Friday, July 31, 2015

I Stopped for Death - Twice

I was headed up to the FRC office to pick up my paycheck when I was distracted by a small patch of Gumplant at the edge of Golden Eagle Avenue.  I got out of my car with my camera and started noticing other things that wouldn't be noticed while driving.  Maybe I was daydreaming about lots of things, but all I can remember is that I was startled to find a dead fawn in the tall grass (above) just past the mowed zone along the edge of the road.  I just took one photo and hurried to the parking lot and started walking up the paved path.  Right in the middle of the paved path was a dead Grey Fox (below).  This fox had been lying in tall grass about 10' off the pavement for over a week, but something or someone had moved it onto the path.  Two carcasses in a matter of a few minutes set my mind racing.  For several days, I have been grading papers in my correspondence class, Nature Literature in America.  Among other literary pieces that came to mind was Emily Dickinson's poem, "Because I Could not Stop for Death" which inspired the title of this post.  I was also reminded of Mary Austin's little book of essays, The Land of Little Rain, and the essay "The Scavangers" and an essay by the late Ed Abbey titled "Death Valley."

Supplied data —
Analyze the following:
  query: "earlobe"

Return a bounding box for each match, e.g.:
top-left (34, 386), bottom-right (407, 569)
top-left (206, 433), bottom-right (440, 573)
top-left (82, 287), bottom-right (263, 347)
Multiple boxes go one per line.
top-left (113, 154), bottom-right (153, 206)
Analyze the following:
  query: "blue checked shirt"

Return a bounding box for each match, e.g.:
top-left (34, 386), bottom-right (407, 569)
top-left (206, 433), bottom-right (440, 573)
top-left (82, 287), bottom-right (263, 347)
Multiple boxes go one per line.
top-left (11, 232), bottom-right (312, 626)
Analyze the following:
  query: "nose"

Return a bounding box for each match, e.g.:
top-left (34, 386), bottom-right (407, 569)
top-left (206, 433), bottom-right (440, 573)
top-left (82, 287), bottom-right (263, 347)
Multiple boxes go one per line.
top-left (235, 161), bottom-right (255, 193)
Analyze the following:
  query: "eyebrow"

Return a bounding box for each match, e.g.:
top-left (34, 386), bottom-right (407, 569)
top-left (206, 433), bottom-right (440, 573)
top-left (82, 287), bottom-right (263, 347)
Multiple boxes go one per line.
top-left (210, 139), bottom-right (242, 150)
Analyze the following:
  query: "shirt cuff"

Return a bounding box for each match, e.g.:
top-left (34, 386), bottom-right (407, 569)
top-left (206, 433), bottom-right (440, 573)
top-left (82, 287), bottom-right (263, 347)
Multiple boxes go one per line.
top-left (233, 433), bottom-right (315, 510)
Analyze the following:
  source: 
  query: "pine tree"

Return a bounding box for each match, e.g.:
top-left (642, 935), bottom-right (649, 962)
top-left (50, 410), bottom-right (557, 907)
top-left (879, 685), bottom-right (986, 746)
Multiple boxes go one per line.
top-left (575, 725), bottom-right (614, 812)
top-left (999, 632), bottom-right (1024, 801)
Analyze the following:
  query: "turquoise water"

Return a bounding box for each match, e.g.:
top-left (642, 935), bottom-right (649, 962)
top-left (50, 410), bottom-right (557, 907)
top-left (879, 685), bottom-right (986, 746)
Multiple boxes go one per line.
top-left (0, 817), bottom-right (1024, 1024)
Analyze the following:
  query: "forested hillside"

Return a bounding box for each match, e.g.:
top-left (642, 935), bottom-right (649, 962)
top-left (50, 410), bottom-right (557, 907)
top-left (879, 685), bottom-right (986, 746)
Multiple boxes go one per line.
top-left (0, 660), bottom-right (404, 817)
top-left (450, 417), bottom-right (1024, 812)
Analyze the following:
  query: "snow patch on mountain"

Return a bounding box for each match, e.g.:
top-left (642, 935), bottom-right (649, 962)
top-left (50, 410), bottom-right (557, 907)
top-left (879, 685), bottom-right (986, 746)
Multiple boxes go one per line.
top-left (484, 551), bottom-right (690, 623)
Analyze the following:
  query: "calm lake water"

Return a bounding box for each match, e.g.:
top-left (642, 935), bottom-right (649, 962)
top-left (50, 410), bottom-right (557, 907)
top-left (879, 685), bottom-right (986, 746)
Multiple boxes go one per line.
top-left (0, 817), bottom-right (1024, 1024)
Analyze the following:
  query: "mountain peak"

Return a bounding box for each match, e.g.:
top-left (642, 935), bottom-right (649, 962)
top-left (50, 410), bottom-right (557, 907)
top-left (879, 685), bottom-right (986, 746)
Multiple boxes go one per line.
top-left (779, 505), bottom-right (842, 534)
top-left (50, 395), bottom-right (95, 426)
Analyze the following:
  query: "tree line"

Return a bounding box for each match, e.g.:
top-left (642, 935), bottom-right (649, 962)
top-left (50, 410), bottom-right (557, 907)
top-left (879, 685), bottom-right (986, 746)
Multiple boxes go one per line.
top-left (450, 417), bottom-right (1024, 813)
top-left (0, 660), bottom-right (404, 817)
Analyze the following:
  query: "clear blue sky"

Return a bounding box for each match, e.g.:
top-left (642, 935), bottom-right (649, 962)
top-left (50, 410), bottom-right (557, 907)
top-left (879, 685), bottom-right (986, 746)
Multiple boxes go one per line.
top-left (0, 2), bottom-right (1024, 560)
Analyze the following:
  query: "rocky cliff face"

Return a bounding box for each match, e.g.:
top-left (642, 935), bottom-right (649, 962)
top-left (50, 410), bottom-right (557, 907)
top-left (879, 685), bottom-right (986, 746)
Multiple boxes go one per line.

Tasks —
A - Summarize the blog post in two sentences.
B - Extract every line of the rows that contains the string "mountain". Case counts.

Solutions to the tasks —
A - On the way to the FRC office to pick up a paycheck, the writer stopped to look at a patch of Gumplant along Golden Eagle Avenue, found a dead fawn in the tall grass beside the road, and then found a dead Grey Fox that something or someone had moved onto the middle of a paved path. The two carcasses set the writer's mind racing toward literary pieces: Emily Dickinson's poem "Because I Could not Stop for Death," which inspired the title, Mary Austin's essay "The Scavangers" from The Land of Little Rain, and Ed Abbey's essay "Death Valley."

B -
  query: "snow patch on mountain"
  query: "mountain peak"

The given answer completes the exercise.